=== SUPPLIED TEXT ===
Parliamentary Under-Secretary of State For Small Business and Enterprise

Department of Trade and Industry

8th August 2003

Rule 3

SCHEDULE 1

PART 1 SUBSTITUTION OF PART 2 OF THE PRINCIPAL RULES

  

PART 2 ADMINISTRATION PROCEDURE

CHAPTER 1 PRELIMINARY
Introductory and interpretation

2.1.—(1) In this Part–

(a) Chapter 2 applies in relation to the appointment of an administrator by the court;

(b) Chapter 3 applies in relation to the appointment of an administrator by the holder of a qualifying floating charge under paragraph 14;

(c) Chapter 4 applies in relation to the appointment of an administrator by the company or the directors under paragraph 22;

(d) The following Chapters apply in all the cases mentioned in sub paragraphs (a) to(c) above:

  • – Chapter 5: Process of administration;

  • – Chapter 6: Meetings;

  • – Chapter 7: The creditors' committee;

  • – Chapter 8: Functions and remuneration of administrator;

  • – Chapter 9: Distributions to creditors;

  • – Chapter 10: Ending administration;

  • – Chapter 11: Replacing administrator;

  • – Chapter 12: EC Regulation – conversion of administration to winding up;

  • – Chapter 13: EC Regulation – member State liquidator.

(2) In this Part of these Rules a reference to a numbered paragraph shall, unless the context otherwise requires, be to the paragraph so numbered in Schedule B1 to the Act.

CHAPTER 2 APPOINTMENT OF ADMINISTRATOR BY COURT
Form of application

2.2.—(1) Where an application is made by way of petition for an administration order to be made in relation to a company, there shall be lodged together with the petition a Statement of the Proposed Administrator

(2) In this Part, references to a Statement of the Proposed Administrator are to a statement by each of the persons proposed to be administrator of a company, in the form required by Rule 7.30 and Schedule 5, stating–

(a) that he consents to accept appointment as administrator of that company;

(b) details of any prior professional relationship that he has had with that company; and

(c) his opinion that it is reasonably likely that the purpose of administration will be achieved.

(3) The petition shall state whether, in the opinion of the petitioner, (i) the EC Regulation will apply and (ii) if so, whether the proceedings will be main proceedings or territorial proceedings.

=== STATED EXERCISE A ===
Report every line of the entries that contains the string "headrest".
The administration rules text and the entries come from separate sources.

=== MATERIAL SUPPLIED ===

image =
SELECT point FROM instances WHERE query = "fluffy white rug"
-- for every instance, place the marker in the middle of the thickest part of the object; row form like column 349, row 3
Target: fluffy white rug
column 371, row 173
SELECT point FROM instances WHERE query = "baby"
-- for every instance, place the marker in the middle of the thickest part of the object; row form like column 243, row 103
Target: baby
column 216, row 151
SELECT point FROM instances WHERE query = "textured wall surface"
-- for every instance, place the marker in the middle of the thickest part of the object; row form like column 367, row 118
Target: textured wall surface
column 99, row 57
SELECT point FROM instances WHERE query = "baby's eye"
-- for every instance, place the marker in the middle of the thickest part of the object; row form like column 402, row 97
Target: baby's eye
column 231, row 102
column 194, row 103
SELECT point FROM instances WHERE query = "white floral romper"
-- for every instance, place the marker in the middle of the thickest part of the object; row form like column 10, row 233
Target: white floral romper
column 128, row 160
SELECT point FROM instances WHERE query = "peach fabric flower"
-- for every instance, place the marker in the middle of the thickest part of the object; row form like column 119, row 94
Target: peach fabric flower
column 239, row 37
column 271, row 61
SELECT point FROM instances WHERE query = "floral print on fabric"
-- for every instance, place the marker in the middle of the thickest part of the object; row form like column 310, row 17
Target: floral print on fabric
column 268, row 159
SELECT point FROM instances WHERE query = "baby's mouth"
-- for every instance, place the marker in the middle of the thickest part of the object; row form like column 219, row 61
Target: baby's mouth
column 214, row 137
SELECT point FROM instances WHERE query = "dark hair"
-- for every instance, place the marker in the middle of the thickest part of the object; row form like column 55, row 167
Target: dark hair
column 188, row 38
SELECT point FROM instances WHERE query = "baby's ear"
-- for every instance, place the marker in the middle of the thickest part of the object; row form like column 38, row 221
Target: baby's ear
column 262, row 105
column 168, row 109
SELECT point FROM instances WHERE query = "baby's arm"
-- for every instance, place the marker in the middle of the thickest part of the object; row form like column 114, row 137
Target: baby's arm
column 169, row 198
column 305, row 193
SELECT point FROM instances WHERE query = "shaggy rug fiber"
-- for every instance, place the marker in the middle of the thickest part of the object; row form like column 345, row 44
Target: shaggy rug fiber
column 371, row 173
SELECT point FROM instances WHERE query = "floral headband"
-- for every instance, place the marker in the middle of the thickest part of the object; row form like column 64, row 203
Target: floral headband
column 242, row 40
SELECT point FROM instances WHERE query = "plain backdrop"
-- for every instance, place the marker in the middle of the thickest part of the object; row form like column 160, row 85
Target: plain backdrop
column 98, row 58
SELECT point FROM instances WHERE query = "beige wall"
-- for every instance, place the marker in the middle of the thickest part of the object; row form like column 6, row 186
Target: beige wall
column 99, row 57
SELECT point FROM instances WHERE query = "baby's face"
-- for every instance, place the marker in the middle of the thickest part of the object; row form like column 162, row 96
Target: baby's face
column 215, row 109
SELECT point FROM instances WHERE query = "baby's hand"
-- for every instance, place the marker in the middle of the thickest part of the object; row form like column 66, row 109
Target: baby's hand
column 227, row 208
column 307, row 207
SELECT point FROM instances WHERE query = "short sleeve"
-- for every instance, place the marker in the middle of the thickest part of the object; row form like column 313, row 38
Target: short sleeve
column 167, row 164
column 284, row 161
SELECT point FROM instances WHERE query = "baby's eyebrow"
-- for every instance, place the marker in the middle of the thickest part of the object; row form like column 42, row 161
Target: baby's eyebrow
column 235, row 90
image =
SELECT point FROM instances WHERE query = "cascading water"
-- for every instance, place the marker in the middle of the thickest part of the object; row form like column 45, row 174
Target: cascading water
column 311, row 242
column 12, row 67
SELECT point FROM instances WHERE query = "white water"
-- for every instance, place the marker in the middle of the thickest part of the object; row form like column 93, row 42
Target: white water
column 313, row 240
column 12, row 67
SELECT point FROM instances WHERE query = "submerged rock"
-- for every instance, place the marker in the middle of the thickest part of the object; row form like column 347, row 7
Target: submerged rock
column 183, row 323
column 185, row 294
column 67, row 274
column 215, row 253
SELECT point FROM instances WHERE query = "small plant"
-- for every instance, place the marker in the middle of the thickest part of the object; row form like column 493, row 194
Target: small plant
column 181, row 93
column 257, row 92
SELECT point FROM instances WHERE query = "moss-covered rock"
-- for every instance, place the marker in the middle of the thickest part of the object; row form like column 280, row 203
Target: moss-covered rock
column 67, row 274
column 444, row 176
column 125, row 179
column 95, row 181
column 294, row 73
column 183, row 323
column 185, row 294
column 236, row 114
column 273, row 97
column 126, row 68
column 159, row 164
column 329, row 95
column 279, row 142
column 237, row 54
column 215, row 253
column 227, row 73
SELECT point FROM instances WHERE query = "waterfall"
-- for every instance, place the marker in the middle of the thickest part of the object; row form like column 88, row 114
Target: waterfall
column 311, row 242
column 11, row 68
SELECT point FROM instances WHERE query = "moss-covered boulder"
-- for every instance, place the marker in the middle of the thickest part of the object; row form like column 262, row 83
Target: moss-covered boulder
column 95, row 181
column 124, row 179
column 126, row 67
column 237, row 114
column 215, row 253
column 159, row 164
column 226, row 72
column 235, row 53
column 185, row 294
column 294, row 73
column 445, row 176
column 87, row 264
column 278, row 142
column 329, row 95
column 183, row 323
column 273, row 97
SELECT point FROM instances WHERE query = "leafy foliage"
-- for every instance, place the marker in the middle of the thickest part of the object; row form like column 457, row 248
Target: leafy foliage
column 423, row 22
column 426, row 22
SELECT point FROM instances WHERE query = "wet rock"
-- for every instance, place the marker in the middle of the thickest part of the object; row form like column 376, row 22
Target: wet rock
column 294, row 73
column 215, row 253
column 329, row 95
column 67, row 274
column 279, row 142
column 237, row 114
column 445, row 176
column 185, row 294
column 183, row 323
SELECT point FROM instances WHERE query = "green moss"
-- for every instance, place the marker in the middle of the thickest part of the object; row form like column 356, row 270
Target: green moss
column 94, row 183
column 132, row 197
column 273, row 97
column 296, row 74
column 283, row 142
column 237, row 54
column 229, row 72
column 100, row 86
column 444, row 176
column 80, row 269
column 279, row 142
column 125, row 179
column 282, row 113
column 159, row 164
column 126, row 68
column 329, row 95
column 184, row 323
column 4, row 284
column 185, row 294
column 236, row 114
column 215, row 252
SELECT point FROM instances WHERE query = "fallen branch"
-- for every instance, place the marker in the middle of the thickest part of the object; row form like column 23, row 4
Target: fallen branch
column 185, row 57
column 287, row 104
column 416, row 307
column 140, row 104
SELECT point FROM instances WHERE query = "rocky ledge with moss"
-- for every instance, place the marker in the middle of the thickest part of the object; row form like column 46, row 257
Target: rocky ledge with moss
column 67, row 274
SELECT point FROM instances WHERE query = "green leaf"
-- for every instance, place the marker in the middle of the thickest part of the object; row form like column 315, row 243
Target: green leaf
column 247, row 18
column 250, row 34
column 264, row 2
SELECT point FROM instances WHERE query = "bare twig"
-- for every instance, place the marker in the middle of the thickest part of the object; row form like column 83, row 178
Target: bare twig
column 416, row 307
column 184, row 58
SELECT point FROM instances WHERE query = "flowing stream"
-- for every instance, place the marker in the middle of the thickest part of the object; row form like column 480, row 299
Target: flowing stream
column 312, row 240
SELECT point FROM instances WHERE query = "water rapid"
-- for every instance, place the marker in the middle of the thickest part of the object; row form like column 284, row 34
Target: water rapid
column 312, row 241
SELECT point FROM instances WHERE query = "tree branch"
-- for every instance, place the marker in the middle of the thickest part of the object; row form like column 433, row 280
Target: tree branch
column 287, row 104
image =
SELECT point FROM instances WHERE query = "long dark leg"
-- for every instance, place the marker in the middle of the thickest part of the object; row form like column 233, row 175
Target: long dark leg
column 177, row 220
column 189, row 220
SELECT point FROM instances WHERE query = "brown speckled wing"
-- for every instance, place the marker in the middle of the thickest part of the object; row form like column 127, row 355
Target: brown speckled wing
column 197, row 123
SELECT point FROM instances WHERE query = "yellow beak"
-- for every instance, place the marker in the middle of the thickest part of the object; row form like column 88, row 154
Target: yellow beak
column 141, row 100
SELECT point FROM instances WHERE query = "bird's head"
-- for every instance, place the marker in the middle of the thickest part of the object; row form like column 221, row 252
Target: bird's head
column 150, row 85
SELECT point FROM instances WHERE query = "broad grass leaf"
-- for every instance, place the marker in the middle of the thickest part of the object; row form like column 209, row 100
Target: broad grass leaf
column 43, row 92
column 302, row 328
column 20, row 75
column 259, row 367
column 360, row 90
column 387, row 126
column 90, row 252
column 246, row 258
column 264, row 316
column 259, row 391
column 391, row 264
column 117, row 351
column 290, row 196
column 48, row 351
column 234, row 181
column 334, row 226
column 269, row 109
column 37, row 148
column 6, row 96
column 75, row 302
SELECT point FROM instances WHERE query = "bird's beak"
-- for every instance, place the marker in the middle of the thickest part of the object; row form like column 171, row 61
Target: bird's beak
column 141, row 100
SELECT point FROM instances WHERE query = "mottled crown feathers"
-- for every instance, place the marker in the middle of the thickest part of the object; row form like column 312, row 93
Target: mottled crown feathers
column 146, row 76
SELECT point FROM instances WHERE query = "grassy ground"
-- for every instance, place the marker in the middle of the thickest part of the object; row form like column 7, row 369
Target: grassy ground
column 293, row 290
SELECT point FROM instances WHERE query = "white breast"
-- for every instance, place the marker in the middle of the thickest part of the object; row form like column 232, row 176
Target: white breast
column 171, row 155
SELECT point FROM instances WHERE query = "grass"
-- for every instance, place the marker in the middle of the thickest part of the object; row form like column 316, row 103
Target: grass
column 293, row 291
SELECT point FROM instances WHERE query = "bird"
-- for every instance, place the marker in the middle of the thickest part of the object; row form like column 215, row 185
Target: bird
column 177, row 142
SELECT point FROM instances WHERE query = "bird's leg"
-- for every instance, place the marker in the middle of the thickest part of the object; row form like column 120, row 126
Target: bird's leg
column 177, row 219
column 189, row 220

* * *

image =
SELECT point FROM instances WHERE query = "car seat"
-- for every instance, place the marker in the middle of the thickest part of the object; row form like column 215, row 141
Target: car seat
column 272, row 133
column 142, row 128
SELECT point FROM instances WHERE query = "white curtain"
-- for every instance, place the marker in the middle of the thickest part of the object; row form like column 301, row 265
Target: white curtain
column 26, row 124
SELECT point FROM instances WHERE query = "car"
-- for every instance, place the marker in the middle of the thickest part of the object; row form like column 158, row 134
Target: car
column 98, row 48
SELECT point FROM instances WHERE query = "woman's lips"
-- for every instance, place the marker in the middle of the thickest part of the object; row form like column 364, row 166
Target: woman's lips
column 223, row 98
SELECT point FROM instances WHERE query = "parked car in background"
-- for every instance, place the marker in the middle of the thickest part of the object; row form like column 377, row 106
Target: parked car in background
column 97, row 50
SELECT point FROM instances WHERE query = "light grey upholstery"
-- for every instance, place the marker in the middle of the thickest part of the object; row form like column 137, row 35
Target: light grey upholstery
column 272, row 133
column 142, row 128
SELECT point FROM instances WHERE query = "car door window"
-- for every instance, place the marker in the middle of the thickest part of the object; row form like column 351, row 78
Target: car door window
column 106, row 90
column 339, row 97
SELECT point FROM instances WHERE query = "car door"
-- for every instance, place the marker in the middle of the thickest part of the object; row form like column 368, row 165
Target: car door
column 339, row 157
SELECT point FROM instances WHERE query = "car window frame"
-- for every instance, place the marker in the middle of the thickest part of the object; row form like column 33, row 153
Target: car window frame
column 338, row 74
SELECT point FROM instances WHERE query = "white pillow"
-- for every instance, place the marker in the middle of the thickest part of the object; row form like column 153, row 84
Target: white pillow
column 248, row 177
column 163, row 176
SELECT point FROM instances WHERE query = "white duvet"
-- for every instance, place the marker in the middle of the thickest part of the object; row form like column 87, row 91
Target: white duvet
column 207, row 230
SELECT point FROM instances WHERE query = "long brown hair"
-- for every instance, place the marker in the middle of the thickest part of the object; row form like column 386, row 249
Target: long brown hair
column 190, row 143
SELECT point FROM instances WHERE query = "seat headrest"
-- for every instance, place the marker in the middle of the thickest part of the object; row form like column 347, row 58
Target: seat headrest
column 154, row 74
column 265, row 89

=== STATED EXERCISE B ===
Continue the administration rules text past its final sentence.

=== EXPECTED OUTPUT A ===
SELECT point FROM instances WHERE query = "seat headrest"
Target: seat headrest

=== EXPECTED OUTPUT B ===
Service of petition

2.3.—(1) Notice of a petition under paragraph 12 shall be given by the petitioner to any holder of a qualifying floating charge, and to the following persons

(a) an administrative receiver, if appointed;

(b) a member State liquidator, if one has been appointed in main proceedings in relation to the company;

(c) if a petition for the winding up of the company has been presented but no order for winding up has yet been made, the petitioner under that petition;

(d) a provisional liquidator, if appointed;

(e) the person proposed in the petition to be the administrator;

(f) the registrar of companies;

(g) the Keeper of the Register of Inhibitions and Adjudications for recording in that register;

(h) the company, if the application is made by anyone other than the company; and

(i) the supervisor of a voluntary arrangement under Part I of the Act, if such has been appointed.

(2) Notice of the petition shall also be given to the persons upon whom the court orders that the petition be served.

Application to appoint specified person as administrator by holder of qualifying floating charge

2.4.—(1) This Rule applies where the holder of a qualifying floating charge, who has been given notice of an administration application, applies under paragraph 36(1)(b) to have a specified person appointed as administrator in place of the person proposed in the application.

(2) An application under paragraph 36(1)(b) shall include averments as to the basis upon which the applicant is entitled to make an appointment under paragraph 14, and shall be accompanied by–

(a) the written consent, in accordance with Rule 2.10(5), of all holders of a prior qualifying floating charge;

(b) the Statement of the Proposed Administrator

(c) a copy of the instrument or instruments by which the relevant floating charge was created, including any relevant instrument of alteration; and

(d) such other documents as the applicant considers might assist the court in determining the application.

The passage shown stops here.